##### FRAGMENT TEKSTU

Piękny weekend, choć zimny i deszczowy
Gotów byłem się założyć, że przyjdzie kilkaset osób. Tymczasem ku zaskoczeniu wszystkich było niemal 50 tys. tych, którzy zrozumieli, co nam grozi i że to ostatnia chwila, by się ujawnić i zjednoczyć w proteście. I to nie tylko w Warszawie, gdzie najłatwiej ludzi poruszyć. Podobnie – choć nie tak licznie – było w innych miastach.
Wszystkich tych, którzy manifestowali w obronie demokracji, nazwano ludźmi drugiej kategorii lub szumowiną. No to zaszumieli na cały kraj. Było poważnie, ale i wesoło. Widziałem transparenty, na których Kraków przepraszał za Dudę, Ziobrę i Gowina, a tuż obok warszawiaków, którzy w odpowiedzi krzyczeli, że Saska przeprasza za Kępę. (Dowcip zrozumiały dla starszego pokolenia mieszkańców stolicy).
Po demonstracji zaroiły się stołeczne kawiarnie i restauracje. Nikt nie chciał iść do domu, bo wszyscy poczuli radość ze zjednoczenia w dobrej sprawie. Na blogu też powiało wiosną, mimo że to niemal zima.

##########
##### ZAREJESTROWANE DANE

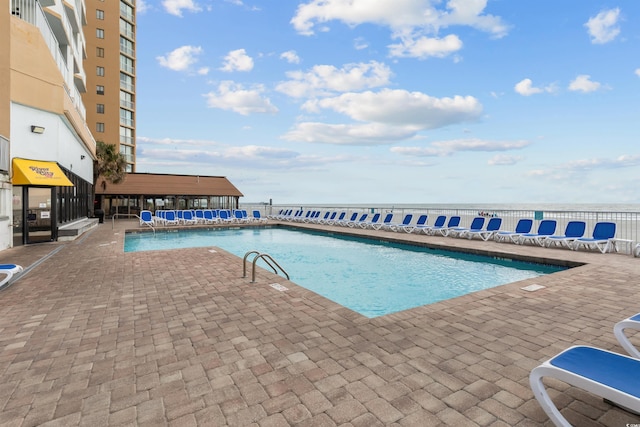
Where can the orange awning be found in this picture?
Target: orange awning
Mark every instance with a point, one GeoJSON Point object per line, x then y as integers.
{"type": "Point", "coordinates": [36, 172]}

##########

Proszę dokładnie przepisać fragment tekstu o demonstracji od słów „Piękny weekend, choć” aż do słów „w innych miastach.” włącznie.

Piękny weekend, choć zimny i deszczowy
Gotów byłem się założyć, że przyjdzie kilkaset osób. Tymczasem ku zaskoczeniu wszystkich było niemal 50 tys. tych, którzy zrozumieli, co nam grozi i że to ostatnia chwila, by się ujawnić i zjednoczyć w proteście. I to nie tylko w Warszawie, gdzie najłatwiej ludzi poruszyć. Podobnie – choć nie tak licznie – było w innych miastach.